Task to carry out: Start at the top line and retype the data exactly through to the end.

Source material START

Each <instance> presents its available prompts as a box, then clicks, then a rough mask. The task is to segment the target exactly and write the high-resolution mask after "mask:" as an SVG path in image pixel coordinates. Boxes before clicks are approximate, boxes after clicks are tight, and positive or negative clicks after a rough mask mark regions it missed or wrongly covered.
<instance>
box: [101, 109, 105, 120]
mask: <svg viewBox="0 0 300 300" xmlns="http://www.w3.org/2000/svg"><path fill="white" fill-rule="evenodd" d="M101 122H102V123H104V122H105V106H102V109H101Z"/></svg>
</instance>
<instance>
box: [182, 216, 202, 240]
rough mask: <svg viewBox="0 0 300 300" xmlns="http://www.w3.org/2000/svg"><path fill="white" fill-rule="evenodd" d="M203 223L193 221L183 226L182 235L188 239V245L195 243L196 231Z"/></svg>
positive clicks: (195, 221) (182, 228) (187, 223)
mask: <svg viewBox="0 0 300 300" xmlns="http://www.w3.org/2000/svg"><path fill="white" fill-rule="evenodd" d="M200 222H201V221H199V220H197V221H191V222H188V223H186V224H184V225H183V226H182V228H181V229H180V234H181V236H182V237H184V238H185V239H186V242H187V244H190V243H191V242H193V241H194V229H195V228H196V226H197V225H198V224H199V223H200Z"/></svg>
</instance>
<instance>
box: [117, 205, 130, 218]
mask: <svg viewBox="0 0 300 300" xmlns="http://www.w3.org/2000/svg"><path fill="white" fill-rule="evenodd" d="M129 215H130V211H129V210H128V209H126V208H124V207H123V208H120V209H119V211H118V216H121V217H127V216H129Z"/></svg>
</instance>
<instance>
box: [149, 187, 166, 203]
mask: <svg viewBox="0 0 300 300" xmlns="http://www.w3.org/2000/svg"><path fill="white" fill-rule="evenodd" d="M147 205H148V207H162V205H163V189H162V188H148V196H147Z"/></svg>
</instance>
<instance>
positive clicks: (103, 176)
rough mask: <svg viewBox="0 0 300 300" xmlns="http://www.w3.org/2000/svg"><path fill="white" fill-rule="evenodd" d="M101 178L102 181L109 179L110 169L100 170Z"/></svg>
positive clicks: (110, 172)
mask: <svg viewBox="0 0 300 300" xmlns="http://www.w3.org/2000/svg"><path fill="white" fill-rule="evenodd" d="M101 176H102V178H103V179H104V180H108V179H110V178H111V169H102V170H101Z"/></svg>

Source material END

Answer section:
Each <instance> presents its available prompts as a box, then clicks, then a rough mask. The task is to segment the target exactly and write the high-resolution mask after "mask:" as an SVG path in image pixel coordinates. Boxes before clicks are approximate, boxes after clicks are tight, and positive or negative clicks after a rough mask mark regions it missed or wrongly covered.
<instance>
box: [101, 109, 105, 120]
mask: <svg viewBox="0 0 300 300" xmlns="http://www.w3.org/2000/svg"><path fill="white" fill-rule="evenodd" d="M101 122H102V123H104V122H105V106H102V109H101Z"/></svg>
</instance>
<instance>
box: [182, 216, 202, 240]
rough mask: <svg viewBox="0 0 300 300" xmlns="http://www.w3.org/2000/svg"><path fill="white" fill-rule="evenodd" d="M203 223L193 221L183 226L182 235L188 239V245L195 243L196 231Z"/></svg>
positive clicks: (195, 221) (182, 228) (187, 223)
mask: <svg viewBox="0 0 300 300" xmlns="http://www.w3.org/2000/svg"><path fill="white" fill-rule="evenodd" d="M200 222H201V221H199V220H197V221H191V222H188V223H186V224H184V225H183V226H182V228H181V229H180V234H181V236H182V237H184V238H185V239H186V242H187V244H190V243H191V242H193V241H194V229H195V228H196V226H197V225H198V224H199V223H200Z"/></svg>
</instance>
<instance>
box: [117, 205, 130, 218]
mask: <svg viewBox="0 0 300 300" xmlns="http://www.w3.org/2000/svg"><path fill="white" fill-rule="evenodd" d="M129 215H130V211H129V210H128V209H126V208H124V207H123V208H120V209H119V211H118V216H121V217H127V216H129Z"/></svg>
</instance>
<instance>
box: [149, 187, 166, 203]
mask: <svg viewBox="0 0 300 300" xmlns="http://www.w3.org/2000/svg"><path fill="white" fill-rule="evenodd" d="M147 205H148V207H162V205H163V189H162V188H148V196H147Z"/></svg>
</instance>
<instance>
positive clicks: (103, 176)
rough mask: <svg viewBox="0 0 300 300" xmlns="http://www.w3.org/2000/svg"><path fill="white" fill-rule="evenodd" d="M101 178L102 181L109 179L110 169L100 170Z"/></svg>
positive clicks: (110, 172)
mask: <svg viewBox="0 0 300 300" xmlns="http://www.w3.org/2000/svg"><path fill="white" fill-rule="evenodd" d="M101 176H102V178H103V179H104V180H108V179H110V178H111V169H102V170H101Z"/></svg>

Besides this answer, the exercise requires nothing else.